Objectif:
Renomme « C.P.L.R.E. » en « Congrès » dans l'extrait sur le rôle des collectivités locales, puis recopie-le de « C'est avec émotion » jusqu'à « et c'est justifié. » inclus.

Extrait:

┄┄┄┄┄┄

Le rôle des collectivités locales

M. Alain CHENARD
Président du Congrès des Pouvoirs locaux et régionaux du Conseil de l'Europe
Conseiller municipal à la Mairie de Nantes

C'est avec émotion que je vous présente aujourd'hui les actions du Congrès des Pouvoirs locaux et régionaux. Nous bénéficions de nombreuses coopérations entre l'Assemblée Parlementaire et le C.P.L.R.E., même si elles restent insuffisantes. L'action du Conseil de l'Europe est globale : nous devons avoir le plus de contacts possible pour que notre action soit efficace. Si l'Assemblée parlementaire a ses missions propres, auprès des Etats en particulier, nous sommes ici dans une maison, le Sénat, où beaucoup d'élus locaux siègent. Un Etat ne devient nation que si les collectivités locales sont actives, vivantes et inscrites dans le quotidien des citoyens. L'action que mène le Conseil de l'Europe auprès des collectivités locales est désormais reconnue et c'est justifié.

Souvenez-vous de l'importance des jumelages. Nous sortions d'un conflit difficile, meurtrier. Nous nous étions entre-tués. Il fallait oublier, effacer et reconstruire. Mais il fallait surtout se découvrir, se reconnaître. Les jumelages ont joué un rôle fondamental dans ce sens. Aujourd'hui plus personne n'imagine possible un conflit entre la France et l'Allemagne. A l'occasion de notre célébration du cinquantième anniversaire, nous avons reçu deux associations d'élus, l'une de République Sberka, l'autre de Bosnie Herzégovine. Ces associations étaient nées dans des contextes difficiles. Elles ont décidé symboliquement de fusionner en une seule association. Cela m'a rappelé les premières collectivités locales qui, quatre ans après la fin de la guerre, prenaient le risque de se faire insulter avec les premiers jumelages. Les collectivités locales ont aidé à créer une nouvelle Europe qui ne se pense plus en termes de conflits.

┄┄┄┄┄┄

Liste fournie:

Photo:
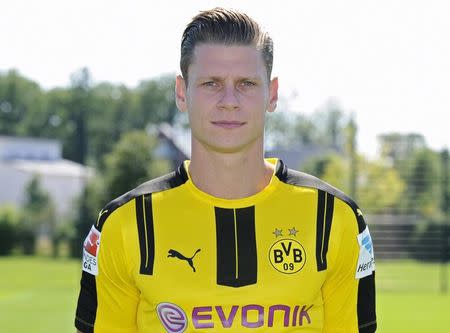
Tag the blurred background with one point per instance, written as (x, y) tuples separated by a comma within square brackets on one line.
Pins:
[(87, 112)]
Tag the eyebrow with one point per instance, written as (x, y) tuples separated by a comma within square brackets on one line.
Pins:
[(221, 78)]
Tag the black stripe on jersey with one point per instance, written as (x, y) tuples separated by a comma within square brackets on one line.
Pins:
[(166, 182), (236, 246), (248, 265), (366, 304), (297, 178), (144, 218), (87, 304), (325, 205)]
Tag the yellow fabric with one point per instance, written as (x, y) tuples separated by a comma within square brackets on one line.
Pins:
[(184, 220)]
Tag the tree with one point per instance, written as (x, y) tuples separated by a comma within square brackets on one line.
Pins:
[(156, 101), (19, 98), (380, 187), (9, 218), (79, 107), (422, 183), (331, 168), (38, 215), (132, 162)]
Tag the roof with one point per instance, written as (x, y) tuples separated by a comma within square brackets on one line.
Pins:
[(58, 168)]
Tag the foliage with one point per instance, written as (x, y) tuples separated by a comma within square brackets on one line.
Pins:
[(380, 187), (38, 214), (87, 118), (9, 218), (131, 163), (430, 241), (331, 168)]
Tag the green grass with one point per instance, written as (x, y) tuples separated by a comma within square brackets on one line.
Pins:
[(39, 295)]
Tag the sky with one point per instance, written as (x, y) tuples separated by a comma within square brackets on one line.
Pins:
[(385, 61)]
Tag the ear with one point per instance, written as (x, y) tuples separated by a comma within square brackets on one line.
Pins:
[(180, 93), (273, 95)]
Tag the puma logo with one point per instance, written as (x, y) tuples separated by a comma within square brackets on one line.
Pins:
[(176, 254)]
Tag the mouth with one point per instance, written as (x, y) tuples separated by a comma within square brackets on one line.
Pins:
[(228, 124)]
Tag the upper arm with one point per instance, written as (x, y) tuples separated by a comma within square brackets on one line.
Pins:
[(349, 298), (108, 300)]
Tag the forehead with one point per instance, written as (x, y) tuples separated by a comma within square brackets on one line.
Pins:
[(225, 60)]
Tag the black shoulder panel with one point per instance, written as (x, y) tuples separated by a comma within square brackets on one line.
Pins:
[(163, 183), (302, 179)]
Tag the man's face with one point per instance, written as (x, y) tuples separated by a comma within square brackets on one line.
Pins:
[(226, 97)]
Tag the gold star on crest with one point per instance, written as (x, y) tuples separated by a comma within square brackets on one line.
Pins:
[(278, 232), (293, 232)]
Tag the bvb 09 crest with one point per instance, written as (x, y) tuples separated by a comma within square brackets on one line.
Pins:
[(287, 256)]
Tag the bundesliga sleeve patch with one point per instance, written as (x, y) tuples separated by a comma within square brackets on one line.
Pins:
[(366, 259), (90, 251)]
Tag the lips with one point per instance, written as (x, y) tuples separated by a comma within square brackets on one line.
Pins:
[(228, 124)]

┄┄┄┄┄┄

Résultat:
C'est avec émotion que je vous présente aujourd'hui les actions du Congrès des Pouvoirs locaux et régionaux. Nous bénéficions de nombreuses coopérations entre l'Assemblée Parlementaire et le Congrès, même si elles restent insuffisantes. L'action du Conseil de l'Europe est globale : nous devons avoir le plus de contacts possible pour que notre action soit efficace. Si l'Assemblée parlementaire a ses missions propres, auprès des Etats en particulier, nous sommes ici dans une maison, le Sénat, où beaucoup d'élus locaux siègent. Un Etat ne devient nation que si les collectivités locales sont actives, vivantes et inscrites dans le quotidien des citoyens. L'action que mène le Conseil de l'Europe auprès des collectivités locales est désormais reconnue et c'est justifié.